### Text provided
------------------------
In this chapter we examine in some detail Blake's relationship to the church.

In I , a survey of church history from Blake's point of view, we trace some of the sources of his ideas and attitudes.

In II we take a closer look at the contemporary scene with sections on the State Church, the Society of Friends, the Methodists, and the Deists.

In III we examine Blake's personal associations as they relate to religious community, and we conclude with his statements about the church and the uses which he made of the word in his poetry.

I

A Blakean View of Christianity

The immediate followers of Jesus were accused of turning the world upside down. They followed him in challenging all forms of worldly power including death. One can make a good case for the idea that the Christian by definition challenges the powers of the world; that's certainly the meaning of 'radical Christian'.

Blake perceived the legacy that Jesus left behind in two ways. On one hand the church as the mystical body of Christ consists of those who continually challenge the authority or powers of the world. On the other hand the Church as an institution becomes one of the powers of the world. The tension between these two principles probably exists within the breast of anyone seriously interested in Christ.

In the second century Ignatius of Antioch eloquently embodied that tension with his life. Ignatius died a martyr to the secular power of the Roman Empire. Before that happened, he had spent much of his time as an eccleiastical authority rooting out dissenters, whom he called heretics; he did this in the course of establishing the institutional authority of what became the Roman Church.

With Constantine these two streams of authority came together. In 312 A.D. the new emperor declared himself a Christian and assumed control of the Church. He exercised that control through the simple device of naming his most trusted servant as bishop. The Church became an arm of the political power of the empire.
------------------------
### Supplied material
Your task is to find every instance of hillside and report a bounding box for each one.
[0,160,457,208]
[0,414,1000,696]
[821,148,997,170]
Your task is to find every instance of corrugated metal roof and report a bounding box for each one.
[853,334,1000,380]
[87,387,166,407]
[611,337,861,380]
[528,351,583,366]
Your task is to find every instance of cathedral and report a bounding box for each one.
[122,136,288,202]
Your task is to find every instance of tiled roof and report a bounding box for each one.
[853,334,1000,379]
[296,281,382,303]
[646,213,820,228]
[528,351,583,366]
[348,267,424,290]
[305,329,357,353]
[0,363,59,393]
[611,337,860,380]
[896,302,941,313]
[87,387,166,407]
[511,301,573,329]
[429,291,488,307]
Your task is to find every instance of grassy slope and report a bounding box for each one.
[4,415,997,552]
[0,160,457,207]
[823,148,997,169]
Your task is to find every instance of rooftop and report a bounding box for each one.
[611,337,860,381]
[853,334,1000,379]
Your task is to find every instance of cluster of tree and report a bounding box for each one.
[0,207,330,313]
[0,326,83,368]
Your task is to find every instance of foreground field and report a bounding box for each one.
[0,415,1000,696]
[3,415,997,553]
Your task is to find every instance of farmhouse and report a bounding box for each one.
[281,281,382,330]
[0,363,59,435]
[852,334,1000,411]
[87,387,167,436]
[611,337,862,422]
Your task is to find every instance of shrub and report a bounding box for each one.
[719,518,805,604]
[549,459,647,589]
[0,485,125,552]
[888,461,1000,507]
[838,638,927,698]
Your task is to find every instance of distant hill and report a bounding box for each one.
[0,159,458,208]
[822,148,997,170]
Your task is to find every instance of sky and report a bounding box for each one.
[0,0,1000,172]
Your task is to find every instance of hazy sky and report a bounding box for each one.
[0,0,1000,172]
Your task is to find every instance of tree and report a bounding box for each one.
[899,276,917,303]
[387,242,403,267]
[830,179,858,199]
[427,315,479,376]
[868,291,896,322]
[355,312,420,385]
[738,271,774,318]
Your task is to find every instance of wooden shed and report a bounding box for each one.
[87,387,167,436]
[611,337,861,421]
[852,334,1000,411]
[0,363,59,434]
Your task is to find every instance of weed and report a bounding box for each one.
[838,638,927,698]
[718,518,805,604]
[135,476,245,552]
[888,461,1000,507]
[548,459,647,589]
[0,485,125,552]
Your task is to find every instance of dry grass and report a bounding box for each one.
------------------------
### What is asked
• 1. Answer these questions using the text on Blake and the church.
(a) Which numbered section looks at the State Church, the Society of Friends, the Methodists, and the Deists?
(b) What were the immediate followers of Jesus accused of?
(c) In what year did the new emperor declare himself a Christian?
• 2. From the text on Blake and the church, copy the passage from "In II we take" to "of 'radical Christian'.".
• 3. Carry on the text on Blake and the church from its last sentence.

### Answer list
• 1.
(a) Section II
(b) Turning the world upside down
(c) 312 A.D.

• 2.
In II we take a closer look at the contemporary scene with sections on the State Church, the Society of Friends, the Methodists, and the Deists.

In III we examine Blake's personal associations as they relate to religious community, and we conclude with his statements about the church and the uses which he made of the word in his poetry.

I

A Blakean View of Christianity

The immediate followers of Jesus were accused of turning the world upside down. They followed him in challenging all forms of worldly power including death. One can make a good case for the idea that the Christian by definition challenges the powers of the world; that's certainly the meaning of 'radical Christian'.

• 3.
From that day to this the Church has been primarily one of the powers of the world. The power of the Church has been expressed through ecclesiastical hierarchies and creeds, both imposed upon the rank and file by various coercive techniques essentially identical with those of other worldly powers. This means that the spiritual reality of Christ vis-a-vis the Church is only actualized through the same sort of dissent that Jesus made in the beginning.

These conclusions of course may be debated, but they represent the basic and lifelong viewpoint underlying the radical protest which was Blake's art.

i

The Early Church

After the departure of Christ converts to the new faith gathered together in small groups awaiting the bodily return of Christ, which they expected momentarily. Paul and the other missionaries organized these brotherhoods throughout the Roman world. Paul's letters usually contain two sections: poetic images created to encourage their faith as they awaited the return of Christ at the end of the age and practical advice for the Christians' life together.

He wrote for example to the Colossians that they were "buried with him in baptism [and] risen with him through the faith". No one could interpret that as a statement of material fact, but rather as a powerful poetic identification of the faithful with Christ. In spite of Paul's encouragement the years went by disappointing their hopes for the second coming and requiring adjustment to changed expectations.

Two classes of leaders arose, whom we may call priests and poets. The priests dedicated their efforts to preserving the heritage of the apostles. They clearly spelled out the facts and implications of the faith which they had received from the first generation of believers. They claimed the authority of their forebears, and they required uniformity of belief and obedience as a condition of membership in the Church. Paul's practical advice to struggling congregations became the rules of order; his poetic images became dogma. The priests imposed their order and dogma upon the majority of their followers and cast out the others. The priests go by the name of the Church Fathers, and the institution which they organized became the orthodox Church.

The other class of leaders we have called the poets. The earliest Christian poets largely manifested themselves in a movement called Gnosticism. While the Church Fathers transformed doctrine into dogma, these Christian Gnostic poets moved in the opposite direction. Instead of focusing on the letter they listened to the Spirit, and they heard a wide variety of things. They believed in "letting a thousand flowers bloom". Many of them enjoyed Greek or oriental learning, which they combined with Christian thought, much to the dismay of the priests.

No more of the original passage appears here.